** Your task **
Copy word for word the lines of the items below, from the line containing "Target: utility pole" through the end of the items.

---- Provided data

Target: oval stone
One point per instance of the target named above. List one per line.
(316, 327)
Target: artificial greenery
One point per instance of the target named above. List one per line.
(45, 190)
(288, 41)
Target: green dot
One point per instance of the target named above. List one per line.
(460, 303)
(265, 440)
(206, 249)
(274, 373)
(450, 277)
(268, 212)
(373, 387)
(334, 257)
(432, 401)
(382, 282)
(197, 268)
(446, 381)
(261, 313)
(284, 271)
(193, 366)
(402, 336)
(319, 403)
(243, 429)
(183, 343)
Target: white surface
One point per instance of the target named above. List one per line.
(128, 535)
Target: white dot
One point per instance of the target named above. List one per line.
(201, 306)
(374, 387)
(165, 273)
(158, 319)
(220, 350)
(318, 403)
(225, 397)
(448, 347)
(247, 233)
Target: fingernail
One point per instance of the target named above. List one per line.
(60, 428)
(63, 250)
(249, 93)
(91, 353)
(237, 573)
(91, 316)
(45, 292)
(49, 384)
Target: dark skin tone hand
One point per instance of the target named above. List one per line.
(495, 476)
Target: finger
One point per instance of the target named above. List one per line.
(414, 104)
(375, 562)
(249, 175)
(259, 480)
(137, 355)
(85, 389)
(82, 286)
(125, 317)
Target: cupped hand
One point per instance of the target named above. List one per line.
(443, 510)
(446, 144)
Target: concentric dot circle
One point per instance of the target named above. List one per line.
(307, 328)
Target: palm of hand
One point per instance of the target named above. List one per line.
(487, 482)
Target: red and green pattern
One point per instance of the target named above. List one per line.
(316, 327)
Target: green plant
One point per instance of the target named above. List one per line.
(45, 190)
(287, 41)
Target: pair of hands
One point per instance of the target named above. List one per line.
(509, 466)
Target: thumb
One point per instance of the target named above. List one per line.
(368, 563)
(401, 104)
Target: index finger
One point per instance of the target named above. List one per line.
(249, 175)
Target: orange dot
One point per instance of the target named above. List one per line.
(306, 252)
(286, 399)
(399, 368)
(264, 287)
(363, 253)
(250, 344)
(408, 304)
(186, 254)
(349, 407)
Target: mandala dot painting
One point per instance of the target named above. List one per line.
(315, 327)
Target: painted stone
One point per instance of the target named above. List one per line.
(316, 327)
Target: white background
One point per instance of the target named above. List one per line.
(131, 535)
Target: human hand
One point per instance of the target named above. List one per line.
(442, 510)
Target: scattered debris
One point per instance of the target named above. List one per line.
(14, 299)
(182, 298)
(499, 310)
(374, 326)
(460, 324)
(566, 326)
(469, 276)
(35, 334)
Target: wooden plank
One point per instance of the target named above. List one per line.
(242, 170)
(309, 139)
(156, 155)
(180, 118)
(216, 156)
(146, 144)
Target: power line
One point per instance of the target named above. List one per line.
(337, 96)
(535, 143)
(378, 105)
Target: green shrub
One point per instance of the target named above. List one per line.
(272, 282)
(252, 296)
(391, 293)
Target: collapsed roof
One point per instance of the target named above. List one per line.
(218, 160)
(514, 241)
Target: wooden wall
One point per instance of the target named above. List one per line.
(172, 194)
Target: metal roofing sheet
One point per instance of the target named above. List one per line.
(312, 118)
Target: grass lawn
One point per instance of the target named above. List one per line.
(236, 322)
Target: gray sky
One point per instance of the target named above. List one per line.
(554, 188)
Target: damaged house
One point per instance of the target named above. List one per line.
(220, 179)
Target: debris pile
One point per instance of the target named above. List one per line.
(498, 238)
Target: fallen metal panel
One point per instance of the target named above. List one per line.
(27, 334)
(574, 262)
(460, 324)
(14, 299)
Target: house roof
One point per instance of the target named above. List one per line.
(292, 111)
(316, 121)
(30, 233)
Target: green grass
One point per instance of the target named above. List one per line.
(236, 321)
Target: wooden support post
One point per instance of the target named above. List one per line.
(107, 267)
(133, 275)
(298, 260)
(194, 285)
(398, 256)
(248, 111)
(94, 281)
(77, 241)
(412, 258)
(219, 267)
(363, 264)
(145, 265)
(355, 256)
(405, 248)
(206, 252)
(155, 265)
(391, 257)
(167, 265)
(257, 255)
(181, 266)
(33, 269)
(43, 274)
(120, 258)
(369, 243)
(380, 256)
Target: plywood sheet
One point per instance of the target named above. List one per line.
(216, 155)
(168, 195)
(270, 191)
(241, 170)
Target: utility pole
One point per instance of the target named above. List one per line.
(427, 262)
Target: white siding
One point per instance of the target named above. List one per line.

--------

** Final answer **
Target: utility pole
One point per instance of the target named above. List one per line.
(427, 262)
Target: white siding
One point per instance of the target named above. List one per line.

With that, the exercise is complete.